DATASET RECORDS:
=== Section Start ===

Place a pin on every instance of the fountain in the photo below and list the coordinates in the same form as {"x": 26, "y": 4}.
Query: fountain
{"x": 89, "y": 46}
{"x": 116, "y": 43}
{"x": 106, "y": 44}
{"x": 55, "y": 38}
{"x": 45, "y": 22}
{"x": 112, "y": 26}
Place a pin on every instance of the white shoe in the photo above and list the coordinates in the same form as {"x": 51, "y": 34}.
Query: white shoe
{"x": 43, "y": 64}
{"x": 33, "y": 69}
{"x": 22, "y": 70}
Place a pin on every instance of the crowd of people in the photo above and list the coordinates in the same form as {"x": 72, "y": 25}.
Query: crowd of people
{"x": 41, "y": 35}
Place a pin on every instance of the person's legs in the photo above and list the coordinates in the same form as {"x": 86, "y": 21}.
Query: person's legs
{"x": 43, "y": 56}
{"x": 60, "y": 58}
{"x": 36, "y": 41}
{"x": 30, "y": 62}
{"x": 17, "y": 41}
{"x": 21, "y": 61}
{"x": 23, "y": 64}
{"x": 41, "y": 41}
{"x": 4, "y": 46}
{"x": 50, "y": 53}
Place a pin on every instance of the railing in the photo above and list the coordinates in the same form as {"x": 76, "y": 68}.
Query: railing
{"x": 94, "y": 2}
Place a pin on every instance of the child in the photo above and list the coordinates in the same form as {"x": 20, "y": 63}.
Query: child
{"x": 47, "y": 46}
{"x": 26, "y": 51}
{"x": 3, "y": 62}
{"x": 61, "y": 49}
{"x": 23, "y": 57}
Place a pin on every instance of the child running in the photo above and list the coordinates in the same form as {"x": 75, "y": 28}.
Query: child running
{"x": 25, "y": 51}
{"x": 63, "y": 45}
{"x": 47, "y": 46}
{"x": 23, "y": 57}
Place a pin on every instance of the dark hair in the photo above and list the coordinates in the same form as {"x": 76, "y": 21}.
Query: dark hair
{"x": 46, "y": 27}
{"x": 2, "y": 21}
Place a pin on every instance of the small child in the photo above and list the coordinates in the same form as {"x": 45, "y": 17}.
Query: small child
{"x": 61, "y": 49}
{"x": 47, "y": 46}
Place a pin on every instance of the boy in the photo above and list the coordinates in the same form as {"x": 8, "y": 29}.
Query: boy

=== Section End ===

ASSIGNMENT: Retype every entry exactly.

ANSWER SECTION:
Place a pin on every instance of the fountain in the photo below and list the coordinates in the same form as {"x": 26, "y": 4}.
Query: fountain
{"x": 89, "y": 46}
{"x": 116, "y": 43}
{"x": 106, "y": 44}
{"x": 55, "y": 38}
{"x": 45, "y": 22}
{"x": 112, "y": 26}
Place a pin on every instance of the white shoe in the photo above and list the coordinates in the same form as {"x": 51, "y": 34}.
Query: white shoe
{"x": 43, "y": 64}
{"x": 33, "y": 69}
{"x": 22, "y": 70}
Place a pin on every instance of the crowd of people in the photo above and list the coordinates in the same form as {"x": 72, "y": 25}.
Query: crowd of people
{"x": 41, "y": 35}
Place a pin on every instance of the person's legs in the photo above and list the coordinates in the same form as {"x": 86, "y": 21}.
Query: person's legs
{"x": 43, "y": 56}
{"x": 60, "y": 58}
{"x": 36, "y": 41}
{"x": 30, "y": 62}
{"x": 17, "y": 41}
{"x": 21, "y": 61}
{"x": 23, "y": 64}
{"x": 41, "y": 41}
{"x": 4, "y": 46}
{"x": 50, "y": 53}
Place a pin on every instance of the railing in the photo above and list the coordinates in the same form as {"x": 76, "y": 68}.
Query: railing
{"x": 94, "y": 2}
Place a pin on every instance of the child in the photo above and list the coordinates in the same form as {"x": 20, "y": 63}.
Query: child
{"x": 47, "y": 46}
{"x": 26, "y": 51}
{"x": 3, "y": 62}
{"x": 61, "y": 49}
{"x": 23, "y": 57}
Place a pin on every instance of the child running in the photo above and list the coordinates in the same form as {"x": 75, "y": 28}.
Query: child running
{"x": 25, "y": 51}
{"x": 63, "y": 45}
{"x": 47, "y": 46}
{"x": 23, "y": 57}
Place a pin on every instance of the dark hair in the photo above and list the coordinates in the same form as {"x": 76, "y": 21}.
Query: dark hair
{"x": 46, "y": 27}
{"x": 2, "y": 21}
Place a pin on every instance of the small child in the photo above and list the coordinates in the same form as {"x": 45, "y": 17}.
Query: small child
{"x": 61, "y": 49}
{"x": 47, "y": 46}
Place a pin on every instance of the boy in the photo above and list the coordinates in the same form as {"x": 8, "y": 29}.
Query: boy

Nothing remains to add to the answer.